**SHORT PROBLEM**
Reproduce every one of the items below, requests included, but scale each bounding-box coordinate in the answers by 2.55 and round it to a whole number, with halves rounded up. Omit the pictures from your answer.

**RECORDS SHOWN**
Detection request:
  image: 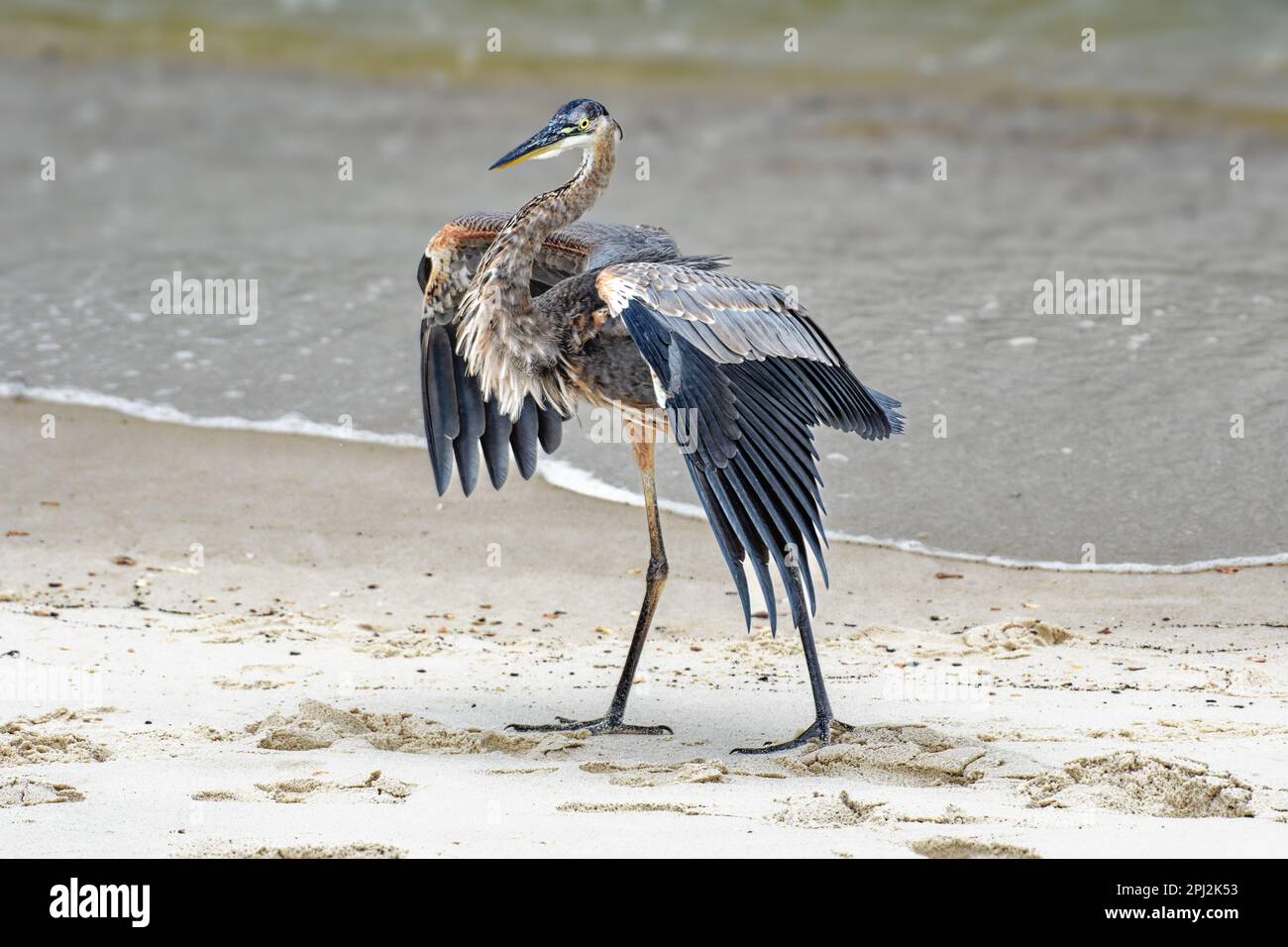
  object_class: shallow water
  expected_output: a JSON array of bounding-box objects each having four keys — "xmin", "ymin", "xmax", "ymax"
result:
[{"xmin": 0, "ymin": 7, "xmax": 1288, "ymax": 563}]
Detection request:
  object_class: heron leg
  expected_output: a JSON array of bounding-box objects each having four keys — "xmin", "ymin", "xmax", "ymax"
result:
[
  {"xmin": 509, "ymin": 428, "xmax": 673, "ymax": 734},
  {"xmin": 733, "ymin": 562, "xmax": 854, "ymax": 754}
]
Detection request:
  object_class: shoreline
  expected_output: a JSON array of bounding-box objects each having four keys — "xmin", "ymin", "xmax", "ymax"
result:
[
  {"xmin": 0, "ymin": 381, "xmax": 1288, "ymax": 575},
  {"xmin": 0, "ymin": 401, "xmax": 1288, "ymax": 858}
]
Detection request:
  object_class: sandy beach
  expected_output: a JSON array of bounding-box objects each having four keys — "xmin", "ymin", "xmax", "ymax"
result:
[{"xmin": 0, "ymin": 402, "xmax": 1288, "ymax": 858}]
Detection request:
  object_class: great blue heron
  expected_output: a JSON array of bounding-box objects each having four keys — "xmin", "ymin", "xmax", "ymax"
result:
[{"xmin": 419, "ymin": 99, "xmax": 903, "ymax": 753}]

**FINAL RESULT**
Detection request:
  image: 
  object_class: shallow water
  expected_output: a JSON array of bounding-box objects each having four keys — "xmin", "ymin", "xmax", "ymax"
result:
[{"xmin": 0, "ymin": 18, "xmax": 3284, "ymax": 1436}]
Detection request:
  object_class: heron leg
  expected_output: a JSON array of bounding-box objects each having four keys — "xmin", "ymin", "xmax", "ymax"
result:
[
  {"xmin": 1298, "ymin": 1091, "xmax": 1716, "ymax": 1872},
  {"xmin": 1869, "ymin": 1433, "xmax": 2178, "ymax": 1923}
]
Detection request:
  object_class: shoreline
  expected_output: a JSON array of bounding-box objects each having four keys — "xmin", "ymin", "xmax", "ymax"
result:
[
  {"xmin": 0, "ymin": 972, "xmax": 3284, "ymax": 1466},
  {"xmin": 0, "ymin": 1023, "xmax": 3284, "ymax": 2188}
]
Detection request:
  object_class: sandy beach
  expected_output: a JSON array of bounding-box objects each having four keys — "xmin", "ymin", "xmax", "ymax"
result:
[{"xmin": 0, "ymin": 1025, "xmax": 3284, "ymax": 2188}]
Detection request:
  object_class: great blue heron
  expected_output: a JSON array of bounding-box objects each having four keys — "xmin", "ymin", "xmax", "ymax"
result:
[{"xmin": 1068, "ymin": 252, "xmax": 2303, "ymax": 1920}]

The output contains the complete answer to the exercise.